Rewrite all the entries below as a numbered list, one line per item. Drop blank lines and leave the picture out of the answer.

-- start --

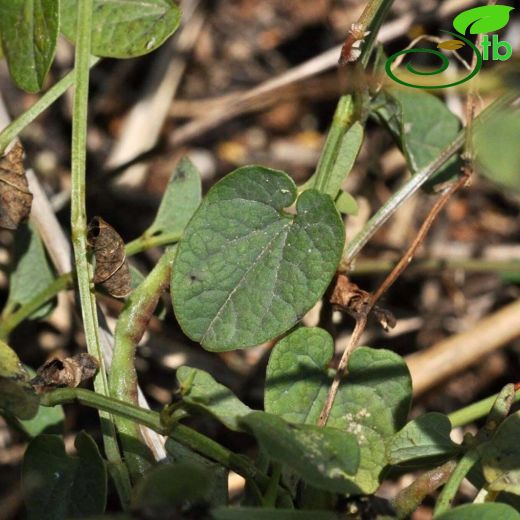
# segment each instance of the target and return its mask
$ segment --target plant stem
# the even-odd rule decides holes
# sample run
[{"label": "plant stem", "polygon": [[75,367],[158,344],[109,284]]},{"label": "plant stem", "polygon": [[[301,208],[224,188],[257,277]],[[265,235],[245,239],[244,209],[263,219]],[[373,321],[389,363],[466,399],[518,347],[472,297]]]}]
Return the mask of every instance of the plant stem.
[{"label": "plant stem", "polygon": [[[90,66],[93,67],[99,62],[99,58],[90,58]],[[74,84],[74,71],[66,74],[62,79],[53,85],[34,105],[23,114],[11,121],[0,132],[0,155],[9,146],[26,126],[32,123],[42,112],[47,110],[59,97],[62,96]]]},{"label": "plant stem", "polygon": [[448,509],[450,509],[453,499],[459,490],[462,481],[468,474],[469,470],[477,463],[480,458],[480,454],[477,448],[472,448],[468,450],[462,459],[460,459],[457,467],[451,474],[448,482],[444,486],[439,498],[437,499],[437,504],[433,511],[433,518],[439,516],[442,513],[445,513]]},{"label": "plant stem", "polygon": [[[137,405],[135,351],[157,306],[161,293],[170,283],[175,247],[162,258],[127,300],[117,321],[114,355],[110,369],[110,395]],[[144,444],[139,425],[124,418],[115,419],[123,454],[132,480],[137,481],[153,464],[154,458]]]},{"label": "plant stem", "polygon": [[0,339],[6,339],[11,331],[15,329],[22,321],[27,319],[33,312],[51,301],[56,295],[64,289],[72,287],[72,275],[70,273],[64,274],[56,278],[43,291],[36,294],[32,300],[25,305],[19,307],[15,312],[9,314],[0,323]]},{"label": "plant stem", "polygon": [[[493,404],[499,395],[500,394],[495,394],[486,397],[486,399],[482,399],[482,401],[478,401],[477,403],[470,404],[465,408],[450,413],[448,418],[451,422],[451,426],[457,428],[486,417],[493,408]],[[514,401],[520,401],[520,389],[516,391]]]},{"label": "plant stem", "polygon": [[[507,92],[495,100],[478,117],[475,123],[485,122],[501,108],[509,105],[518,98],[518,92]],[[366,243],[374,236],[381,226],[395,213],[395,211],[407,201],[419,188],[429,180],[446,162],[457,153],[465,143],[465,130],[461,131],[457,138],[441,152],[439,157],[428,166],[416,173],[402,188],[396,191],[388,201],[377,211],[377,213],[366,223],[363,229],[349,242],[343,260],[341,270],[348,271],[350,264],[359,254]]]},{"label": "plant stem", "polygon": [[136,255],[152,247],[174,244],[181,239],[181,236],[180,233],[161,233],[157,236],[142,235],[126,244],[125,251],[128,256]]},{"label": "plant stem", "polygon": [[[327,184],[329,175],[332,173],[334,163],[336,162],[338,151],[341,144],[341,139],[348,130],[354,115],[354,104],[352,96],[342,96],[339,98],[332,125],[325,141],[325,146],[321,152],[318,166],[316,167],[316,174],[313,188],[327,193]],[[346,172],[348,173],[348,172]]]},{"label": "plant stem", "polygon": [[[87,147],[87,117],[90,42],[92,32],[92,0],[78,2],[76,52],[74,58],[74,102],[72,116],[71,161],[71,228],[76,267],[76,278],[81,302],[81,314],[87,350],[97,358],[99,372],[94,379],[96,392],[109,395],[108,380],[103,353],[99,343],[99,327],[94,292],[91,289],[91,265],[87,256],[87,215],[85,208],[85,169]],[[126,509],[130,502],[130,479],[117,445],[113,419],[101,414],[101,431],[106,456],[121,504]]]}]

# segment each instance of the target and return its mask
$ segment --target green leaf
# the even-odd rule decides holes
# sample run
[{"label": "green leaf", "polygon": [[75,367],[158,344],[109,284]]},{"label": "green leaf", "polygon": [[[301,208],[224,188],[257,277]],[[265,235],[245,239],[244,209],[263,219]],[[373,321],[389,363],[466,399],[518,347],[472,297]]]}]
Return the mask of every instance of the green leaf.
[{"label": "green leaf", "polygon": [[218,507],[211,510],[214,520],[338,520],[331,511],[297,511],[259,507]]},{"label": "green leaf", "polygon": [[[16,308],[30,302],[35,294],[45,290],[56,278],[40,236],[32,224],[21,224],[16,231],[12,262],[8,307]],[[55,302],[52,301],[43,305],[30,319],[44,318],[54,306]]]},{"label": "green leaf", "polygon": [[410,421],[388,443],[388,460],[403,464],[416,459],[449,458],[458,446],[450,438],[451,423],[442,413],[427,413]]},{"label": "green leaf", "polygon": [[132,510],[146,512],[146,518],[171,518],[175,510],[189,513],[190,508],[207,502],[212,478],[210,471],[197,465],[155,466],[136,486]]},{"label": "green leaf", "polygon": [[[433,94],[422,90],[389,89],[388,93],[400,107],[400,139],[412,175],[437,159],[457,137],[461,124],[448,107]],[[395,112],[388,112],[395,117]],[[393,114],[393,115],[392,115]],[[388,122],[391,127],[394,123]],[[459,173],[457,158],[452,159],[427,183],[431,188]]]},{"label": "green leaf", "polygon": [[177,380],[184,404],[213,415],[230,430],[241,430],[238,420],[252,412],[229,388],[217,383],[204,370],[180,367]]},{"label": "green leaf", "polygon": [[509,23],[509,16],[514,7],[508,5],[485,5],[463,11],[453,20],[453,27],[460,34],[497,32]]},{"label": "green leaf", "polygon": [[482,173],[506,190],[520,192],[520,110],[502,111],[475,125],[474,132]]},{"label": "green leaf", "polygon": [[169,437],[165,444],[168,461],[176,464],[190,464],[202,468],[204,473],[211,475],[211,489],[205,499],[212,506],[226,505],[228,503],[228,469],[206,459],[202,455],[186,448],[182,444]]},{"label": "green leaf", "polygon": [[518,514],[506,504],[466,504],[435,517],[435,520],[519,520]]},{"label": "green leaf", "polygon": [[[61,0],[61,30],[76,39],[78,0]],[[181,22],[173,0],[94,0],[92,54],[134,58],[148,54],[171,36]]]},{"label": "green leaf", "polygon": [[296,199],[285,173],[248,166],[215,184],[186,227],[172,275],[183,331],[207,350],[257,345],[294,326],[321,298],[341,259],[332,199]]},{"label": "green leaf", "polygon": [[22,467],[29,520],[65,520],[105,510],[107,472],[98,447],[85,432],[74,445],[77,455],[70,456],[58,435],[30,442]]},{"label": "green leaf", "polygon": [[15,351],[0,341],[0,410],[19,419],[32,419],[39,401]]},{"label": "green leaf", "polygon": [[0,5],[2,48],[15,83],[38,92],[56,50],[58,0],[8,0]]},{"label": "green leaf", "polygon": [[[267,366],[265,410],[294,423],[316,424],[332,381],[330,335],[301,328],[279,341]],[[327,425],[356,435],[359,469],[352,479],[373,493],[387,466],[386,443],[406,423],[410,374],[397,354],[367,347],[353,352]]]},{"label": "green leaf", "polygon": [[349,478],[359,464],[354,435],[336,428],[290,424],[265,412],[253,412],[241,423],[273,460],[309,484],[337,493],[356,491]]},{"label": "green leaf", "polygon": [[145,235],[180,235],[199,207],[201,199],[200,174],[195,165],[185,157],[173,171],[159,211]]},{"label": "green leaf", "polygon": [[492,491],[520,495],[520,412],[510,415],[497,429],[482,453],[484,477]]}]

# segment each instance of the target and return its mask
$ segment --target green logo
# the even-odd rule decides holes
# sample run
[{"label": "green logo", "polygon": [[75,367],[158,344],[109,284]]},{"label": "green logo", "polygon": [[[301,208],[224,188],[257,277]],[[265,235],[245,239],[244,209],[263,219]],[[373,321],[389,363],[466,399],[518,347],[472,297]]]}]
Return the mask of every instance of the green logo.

-- end --

- _Result of the exercise_
1. # segment each instance of the target and return its mask
2. $ segment --target plant stem
3. # the even-odd rule decides holes
4. # sample run
5. [{"label": "plant stem", "polygon": [[75,367],[158,344],[109,284]]},{"label": "plant stem", "polygon": [[[301,208],[224,188],[257,277]],[[265,235],[245,239],[244,209],[263,219]],[[373,321],[389,363],[466,399],[518,347],[472,297]]]}]
6. Return the mask of every instance of the plant stem.
7. [{"label": "plant stem", "polygon": [[[90,66],[93,67],[99,62],[99,58],[90,58]],[[74,84],[74,71],[66,74],[62,79],[53,85],[34,105],[23,114],[11,121],[0,132],[0,155],[9,146],[26,126],[32,123],[42,112],[47,110],[59,97],[62,96]]]},{"label": "plant stem", "polygon": [[448,509],[450,509],[453,499],[459,490],[462,481],[468,474],[469,470],[477,463],[480,458],[480,454],[477,448],[472,448],[468,450],[462,459],[460,459],[457,467],[451,474],[448,482],[444,486],[439,498],[437,499],[437,504],[433,511],[433,518],[439,516],[442,513],[445,513]]},{"label": "plant stem", "polygon": [[[137,405],[135,351],[157,306],[161,293],[170,283],[175,247],[162,258],[127,300],[117,321],[114,355],[110,369],[110,395]],[[144,444],[139,425],[124,418],[115,419],[123,454],[132,480],[137,481],[153,464],[154,458]]]},{"label": "plant stem", "polygon": [[0,339],[6,339],[11,331],[15,329],[22,321],[27,319],[33,312],[51,301],[56,295],[64,289],[72,287],[72,275],[70,273],[64,274],[56,278],[43,291],[36,294],[32,300],[25,305],[19,307],[15,312],[9,314],[0,323]]},{"label": "plant stem", "polygon": [[[493,404],[499,395],[500,394],[495,394],[486,397],[486,399],[482,399],[482,401],[478,401],[477,403],[470,404],[465,408],[450,413],[448,418],[451,422],[451,426],[457,428],[486,417],[493,408]],[[514,401],[520,401],[520,389],[516,391]]]},{"label": "plant stem", "polygon": [[[507,92],[495,100],[478,117],[475,123],[485,122],[501,108],[509,105],[518,98],[518,92]],[[366,243],[374,236],[381,226],[395,213],[395,211],[407,201],[419,188],[429,180],[446,162],[457,153],[465,143],[465,130],[461,131],[457,138],[441,152],[439,157],[428,166],[416,173],[402,188],[396,191],[388,201],[377,211],[377,213],[366,223],[363,229],[349,242],[343,260],[341,270],[348,271],[350,264],[359,254]]]},{"label": "plant stem", "polygon": [[136,255],[152,247],[174,244],[181,239],[181,236],[180,233],[161,233],[157,236],[142,235],[126,244],[125,251],[128,256]]},{"label": "plant stem", "polygon": [[[327,184],[329,175],[332,173],[334,163],[336,162],[338,151],[341,144],[341,139],[348,130],[354,115],[354,104],[352,96],[342,96],[339,98],[332,125],[325,141],[325,146],[321,152],[318,166],[316,167],[316,174],[313,188],[327,193]],[[346,172],[348,173],[348,172]]]},{"label": "plant stem", "polygon": [[[87,147],[87,117],[90,42],[92,32],[92,0],[78,2],[76,52],[74,58],[74,102],[72,116],[71,161],[71,228],[76,267],[76,278],[81,302],[81,314],[87,350],[97,358],[99,372],[94,379],[96,392],[109,395],[108,380],[103,353],[99,343],[99,327],[94,292],[91,289],[91,265],[87,256],[87,215],[85,208],[85,169]],[[126,509],[130,502],[130,479],[117,445],[113,419],[101,414],[101,431],[106,456],[121,504]]]}]
8. # segment each instance of the target and return its mask
9. $ segment --target green leaf
10. # the even-odd rule decides holes
11. # sample run
12. [{"label": "green leaf", "polygon": [[75,367],[158,344],[109,284]]},{"label": "green leaf", "polygon": [[[301,208],[224,188],[257,277]],[[265,235],[245,239],[244,209],[263,219]],[[373,321],[389,363],[466,399],[518,347],[472,297]]]}]
13. Return the mask of every instance of the green leaf.
14. [{"label": "green leaf", "polygon": [[218,507],[211,510],[214,520],[338,520],[331,511],[297,511],[259,507]]},{"label": "green leaf", "polygon": [[[16,308],[30,302],[35,294],[45,290],[56,278],[40,236],[32,224],[21,224],[16,231],[12,262],[8,307]],[[55,302],[52,301],[43,305],[30,319],[44,318],[54,306]]]},{"label": "green leaf", "polygon": [[410,421],[388,443],[388,460],[403,464],[416,459],[449,458],[458,446],[450,438],[451,423],[442,413],[427,413]]},{"label": "green leaf", "polygon": [[132,510],[146,512],[146,518],[171,518],[175,510],[189,513],[190,508],[207,502],[212,478],[210,471],[197,465],[155,466],[136,486]]},{"label": "green leaf", "polygon": [[[433,94],[422,90],[389,89],[388,93],[400,107],[400,139],[412,175],[437,159],[457,137],[461,124],[448,107]],[[395,112],[388,112],[395,117]],[[393,114],[393,115],[392,115]],[[388,122],[391,127],[394,123]],[[459,173],[457,158],[452,159],[427,183],[431,188]]]},{"label": "green leaf", "polygon": [[177,380],[184,404],[213,415],[230,430],[241,430],[238,420],[252,412],[229,388],[217,383],[204,370],[180,367]]},{"label": "green leaf", "polygon": [[509,23],[509,16],[514,7],[508,5],[485,5],[463,11],[453,20],[453,27],[460,34],[497,32]]},{"label": "green leaf", "polygon": [[482,173],[506,190],[520,192],[520,110],[502,111],[475,125],[474,132]]},{"label": "green leaf", "polygon": [[169,437],[165,444],[168,461],[176,464],[190,464],[202,468],[204,473],[211,475],[211,489],[205,499],[212,506],[226,505],[228,503],[228,469],[206,459],[202,455],[186,448],[182,444]]},{"label": "green leaf", "polygon": [[518,514],[506,504],[466,504],[435,517],[435,520],[519,520]]},{"label": "green leaf", "polygon": [[[61,0],[61,30],[76,39],[78,0]],[[181,22],[173,0],[94,0],[92,54],[134,58],[148,54],[171,36]]]},{"label": "green leaf", "polygon": [[296,199],[285,173],[248,166],[215,184],[186,227],[172,275],[183,331],[207,350],[257,345],[294,326],[321,298],[341,259],[332,199]]},{"label": "green leaf", "polygon": [[22,467],[29,520],[65,520],[105,510],[107,472],[98,447],[85,432],[74,445],[77,455],[70,456],[58,435],[30,442]]},{"label": "green leaf", "polygon": [[15,351],[0,341],[0,410],[19,419],[32,419],[39,401]]},{"label": "green leaf", "polygon": [[0,5],[2,48],[15,83],[38,92],[56,50],[58,0],[8,0]]},{"label": "green leaf", "polygon": [[[267,366],[265,410],[294,423],[316,424],[332,381],[330,335],[301,328],[279,341]],[[327,425],[356,435],[359,469],[352,479],[373,493],[387,466],[386,443],[406,423],[410,374],[397,354],[367,347],[353,352]]]},{"label": "green leaf", "polygon": [[349,478],[359,464],[354,435],[336,428],[290,424],[265,412],[253,412],[241,423],[273,460],[309,484],[337,493],[356,491]]},{"label": "green leaf", "polygon": [[145,235],[180,235],[199,207],[201,199],[200,174],[195,165],[185,157],[173,171],[159,211]]},{"label": "green leaf", "polygon": [[492,491],[520,495],[520,412],[510,415],[497,429],[482,453],[484,477]]}]
15. # segment each instance of the target and return its mask
16. $ segment --target green logo
17. # the even-odd rule decides holes
18. # sample run
19. [{"label": "green logo", "polygon": [[75,367],[158,344],[109,284]]},{"label": "green logo", "polygon": [[[301,208],[224,188],[257,277]],[[265,235],[245,239],[244,209],[263,219]],[[373,321],[389,363],[466,399],[518,347],[472,297]]]}]
20. Return the mask of every instance of the green logo.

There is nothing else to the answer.